▸ **PASSAGE PROVIDED**:
......

Write a function that returns all named entities (proper names, country names, corporation names only) from a URL. Function should take the URL as the input and must return the list of named entities from that URL. Test your code on random articles from the Guardian. Don't use the NLTK's NER that I demonstrated during the lecture. Use the SpaCY's NER function.

# Solution 2
Import `spacy` to use its built-in Named Entity Recognizer function. `BeautifulSoup` and `requests` were also used in the function (_BS_ to parse the page and _requests_ to make a web connection).

In [16]:
import spacy

The `identifier` function takes a URL as its argument, parses it, finds the body text, and merges the text into one paragraph. Then `spacy`s built-in english model was called to analyse the paragraph and spot the named entities. The names of the entities and the semantic types of them are returned.

......

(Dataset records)

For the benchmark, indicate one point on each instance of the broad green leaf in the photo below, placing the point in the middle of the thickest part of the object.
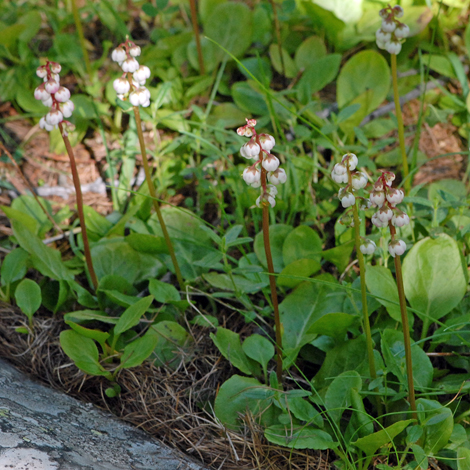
(228, 343)
(260, 349)
(172, 338)
(83, 352)
(434, 277)
(277, 236)
(393, 350)
(380, 282)
(132, 315)
(302, 268)
(365, 71)
(28, 297)
(338, 395)
(232, 401)
(370, 444)
(45, 259)
(299, 437)
(301, 243)
(163, 292)
(14, 266)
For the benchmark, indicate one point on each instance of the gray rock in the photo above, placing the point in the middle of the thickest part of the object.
(43, 429)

......

▸ **STATED GOAL A**: Give again, word for word, the part of the named-entity passage between "# Solution 2" and "them are returned.", inclusive.
▸ **STATED GOAL B**: Translate this sentence from the named-entity passage into Spanish: "Test your code on random articles from the Guardian."
▸ **STATED GOAL C**: Recast the paragraph of the named-entity passage that opens with "The `identifier` function takes a URL" as a bulleted list, keeping its main facts.

▸ **CORRECT RESPONSE A**:
# Solution 2
Import `spacy` to use its built-in Named Entity Recognizer function. `BeautifulSoup` and `requests` were also used in the function (_BS_ to parse the page and _requests_ to make a web connection).

In [16]:
import spacy

The `identifier` function takes a URL as its argument, parses it, finds the body text, and merges the text into one paragraph. Then `spacy`s built-in english model was called to analyse the paragraph and spot the named entities. The names of the entities and the semantic types of them are returned.

▸ **CORRECT RESPONSE B**: Prueba tu código con artículos al azar de The Guardian.

▸ **CORRECT RESPONSE C**:
- The `identifier` function takes a URL as its argument and parses it.
- It finds the body text and merges it into one paragraph.
- spaCy's built-in English model analyzes the paragraph and spots the named entities.
- The entity names and their semantic types are returned.